### Exercise requirements
Copy out the entries from the line containing "of the blue" through the last entry, both included, swapping "sky with clouds" for "cloudy sky" and keeping everything else the same.

### Given records
####################
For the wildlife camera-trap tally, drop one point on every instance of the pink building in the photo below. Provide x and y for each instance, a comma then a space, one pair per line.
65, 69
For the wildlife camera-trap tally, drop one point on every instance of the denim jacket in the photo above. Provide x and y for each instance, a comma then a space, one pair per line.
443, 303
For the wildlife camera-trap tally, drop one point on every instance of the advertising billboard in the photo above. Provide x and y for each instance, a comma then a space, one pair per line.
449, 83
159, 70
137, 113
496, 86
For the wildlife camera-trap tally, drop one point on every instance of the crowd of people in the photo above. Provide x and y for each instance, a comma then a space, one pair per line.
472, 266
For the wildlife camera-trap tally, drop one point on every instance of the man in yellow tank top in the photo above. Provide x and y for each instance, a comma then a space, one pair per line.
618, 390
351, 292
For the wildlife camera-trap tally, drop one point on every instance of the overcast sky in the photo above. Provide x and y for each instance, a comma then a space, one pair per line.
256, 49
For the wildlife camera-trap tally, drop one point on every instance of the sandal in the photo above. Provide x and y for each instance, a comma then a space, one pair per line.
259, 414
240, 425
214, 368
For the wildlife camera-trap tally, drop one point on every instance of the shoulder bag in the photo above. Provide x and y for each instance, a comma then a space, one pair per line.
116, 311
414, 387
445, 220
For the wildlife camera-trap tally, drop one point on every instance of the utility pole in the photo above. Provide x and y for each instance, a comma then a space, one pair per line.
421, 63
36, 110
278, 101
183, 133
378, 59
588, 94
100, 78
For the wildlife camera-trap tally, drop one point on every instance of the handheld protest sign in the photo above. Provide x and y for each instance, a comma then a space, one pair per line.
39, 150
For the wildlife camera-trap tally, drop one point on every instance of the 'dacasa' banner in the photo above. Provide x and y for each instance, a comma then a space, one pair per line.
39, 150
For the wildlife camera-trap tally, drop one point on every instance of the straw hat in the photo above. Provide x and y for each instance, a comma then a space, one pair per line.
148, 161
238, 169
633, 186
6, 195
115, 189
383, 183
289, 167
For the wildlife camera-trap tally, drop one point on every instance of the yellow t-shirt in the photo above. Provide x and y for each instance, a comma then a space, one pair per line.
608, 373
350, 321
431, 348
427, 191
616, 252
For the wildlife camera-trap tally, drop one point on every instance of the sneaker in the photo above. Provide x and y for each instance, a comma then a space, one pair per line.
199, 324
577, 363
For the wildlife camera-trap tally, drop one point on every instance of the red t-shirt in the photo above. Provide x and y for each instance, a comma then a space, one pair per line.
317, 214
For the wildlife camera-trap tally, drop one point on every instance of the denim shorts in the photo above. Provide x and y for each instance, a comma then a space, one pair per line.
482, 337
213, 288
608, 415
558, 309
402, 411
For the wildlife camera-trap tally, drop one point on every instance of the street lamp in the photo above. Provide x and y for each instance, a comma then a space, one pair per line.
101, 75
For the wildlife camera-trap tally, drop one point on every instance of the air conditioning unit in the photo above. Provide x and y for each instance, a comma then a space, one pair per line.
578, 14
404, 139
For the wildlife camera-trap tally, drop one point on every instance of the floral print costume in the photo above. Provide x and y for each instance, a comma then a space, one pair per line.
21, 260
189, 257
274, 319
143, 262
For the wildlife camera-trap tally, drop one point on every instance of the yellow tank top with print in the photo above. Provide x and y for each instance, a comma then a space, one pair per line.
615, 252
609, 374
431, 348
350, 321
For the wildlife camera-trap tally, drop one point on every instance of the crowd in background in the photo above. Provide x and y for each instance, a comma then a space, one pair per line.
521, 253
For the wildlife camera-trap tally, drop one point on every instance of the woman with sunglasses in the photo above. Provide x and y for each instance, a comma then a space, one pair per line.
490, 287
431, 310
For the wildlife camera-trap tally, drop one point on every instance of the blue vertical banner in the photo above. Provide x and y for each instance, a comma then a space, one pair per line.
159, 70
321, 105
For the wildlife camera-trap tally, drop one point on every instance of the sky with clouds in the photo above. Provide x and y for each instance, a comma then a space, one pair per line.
####################
### Correct answer
For the wildlife camera-trap tally, drop one point on every instance of the blue vertical banner in the photo above. Provide x and y for each instance, a comma then a space, one pair per line.
159, 70
321, 105
For the wildlife camera-trap tally, drop one point on every instance of the cloudy sky in the photo above. Provide x and y for each instance, a comma then a space, one pair per line.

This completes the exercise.